Picture shape labeling material
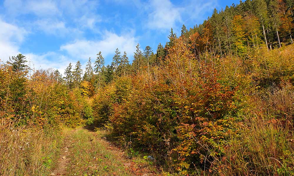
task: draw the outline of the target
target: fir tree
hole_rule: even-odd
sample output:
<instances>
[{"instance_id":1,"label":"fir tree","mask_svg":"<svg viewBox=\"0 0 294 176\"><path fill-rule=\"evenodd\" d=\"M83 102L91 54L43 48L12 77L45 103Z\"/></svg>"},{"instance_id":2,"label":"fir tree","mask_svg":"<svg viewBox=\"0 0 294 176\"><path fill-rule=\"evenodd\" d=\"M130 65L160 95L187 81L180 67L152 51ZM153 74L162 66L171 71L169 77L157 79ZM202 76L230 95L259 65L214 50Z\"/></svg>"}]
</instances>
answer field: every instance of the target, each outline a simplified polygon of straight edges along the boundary
<instances>
[{"instance_id":1,"label":"fir tree","mask_svg":"<svg viewBox=\"0 0 294 176\"><path fill-rule=\"evenodd\" d=\"M27 62L26 57L21 54L18 54L16 57L9 57L9 61L7 63L12 66L12 70L15 72L23 72L29 69L25 63Z\"/></svg>"},{"instance_id":2,"label":"fir tree","mask_svg":"<svg viewBox=\"0 0 294 176\"><path fill-rule=\"evenodd\" d=\"M80 61L78 61L76 65L76 67L74 69L72 72L74 85L76 87L80 85L82 80L81 75L83 73L83 70L81 67L82 65Z\"/></svg>"},{"instance_id":3,"label":"fir tree","mask_svg":"<svg viewBox=\"0 0 294 176\"><path fill-rule=\"evenodd\" d=\"M71 63L70 63L69 65L69 66L66 67L64 72L64 75L65 77L64 77L65 80L65 83L68 87L69 89L72 88L73 83L73 77L72 73L71 72L71 68L72 66L71 65Z\"/></svg>"},{"instance_id":4,"label":"fir tree","mask_svg":"<svg viewBox=\"0 0 294 176\"><path fill-rule=\"evenodd\" d=\"M116 48L115 50L115 54L112 58L112 62L111 63L111 66L113 68L115 72L117 72L118 66L121 64L121 52L118 50L118 48Z\"/></svg>"},{"instance_id":5,"label":"fir tree","mask_svg":"<svg viewBox=\"0 0 294 176\"><path fill-rule=\"evenodd\" d=\"M159 43L156 50L156 62L158 64L159 60L164 59L166 55L166 51L161 44Z\"/></svg>"},{"instance_id":6,"label":"fir tree","mask_svg":"<svg viewBox=\"0 0 294 176\"><path fill-rule=\"evenodd\" d=\"M148 71L149 70L149 59L152 52L152 48L149 46L147 46L145 48L145 49L144 50L143 53L144 57L147 60L147 65L148 66Z\"/></svg>"},{"instance_id":7,"label":"fir tree","mask_svg":"<svg viewBox=\"0 0 294 176\"><path fill-rule=\"evenodd\" d=\"M104 61L104 58L102 56L101 51L99 51L97 55L98 56L94 63L95 64L94 71L96 73L99 74L101 72L102 68L104 66L105 62Z\"/></svg>"},{"instance_id":8,"label":"fir tree","mask_svg":"<svg viewBox=\"0 0 294 176\"><path fill-rule=\"evenodd\" d=\"M187 28L186 27L186 26L185 26L185 24L183 24L183 26L182 26L181 30L181 36L184 36L187 32Z\"/></svg>"},{"instance_id":9,"label":"fir tree","mask_svg":"<svg viewBox=\"0 0 294 176\"><path fill-rule=\"evenodd\" d=\"M104 58L102 56L101 51L99 51L97 54L97 56L96 60L95 61L94 71L95 73L98 74L98 80L96 81L96 87L99 88L101 84L103 72L105 68L104 66L105 62L104 61Z\"/></svg>"},{"instance_id":10,"label":"fir tree","mask_svg":"<svg viewBox=\"0 0 294 176\"><path fill-rule=\"evenodd\" d=\"M132 65L134 71L138 72L143 62L143 55L140 49L140 45L139 43L136 46L136 52L134 53L134 60Z\"/></svg>"},{"instance_id":11,"label":"fir tree","mask_svg":"<svg viewBox=\"0 0 294 176\"><path fill-rule=\"evenodd\" d=\"M176 42L176 39L177 38L177 34L173 33L173 28L171 29L171 32L169 32L170 35L168 36L168 39L169 41L168 42L167 45L169 47L171 47L173 46Z\"/></svg>"},{"instance_id":12,"label":"fir tree","mask_svg":"<svg viewBox=\"0 0 294 176\"><path fill-rule=\"evenodd\" d=\"M62 77L58 70L56 70L53 73L54 79L59 82L61 82L62 81Z\"/></svg>"},{"instance_id":13,"label":"fir tree","mask_svg":"<svg viewBox=\"0 0 294 176\"><path fill-rule=\"evenodd\" d=\"M89 82L93 76L93 68L92 66L92 62L91 62L91 57L90 57L89 58L89 60L88 60L87 65L86 65L83 79L85 81Z\"/></svg>"},{"instance_id":14,"label":"fir tree","mask_svg":"<svg viewBox=\"0 0 294 176\"><path fill-rule=\"evenodd\" d=\"M111 82L113 78L113 69L112 65L107 65L105 69L105 82L106 84Z\"/></svg>"},{"instance_id":15,"label":"fir tree","mask_svg":"<svg viewBox=\"0 0 294 176\"><path fill-rule=\"evenodd\" d=\"M121 75L125 76L126 75L127 70L129 65L128 58L125 51L123 52L123 55L121 57L121 60L120 66L121 67L120 69L121 71Z\"/></svg>"}]
</instances>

§ **BRIEF**
Return each line of the material above that contains the string "outline", matching case exactly.

§ **SOLUTION FOR THIS PROBLEM**
task: draw the outline of the target
answer field: every instance of the target, each outline a simplified polygon of straight edges along the boundary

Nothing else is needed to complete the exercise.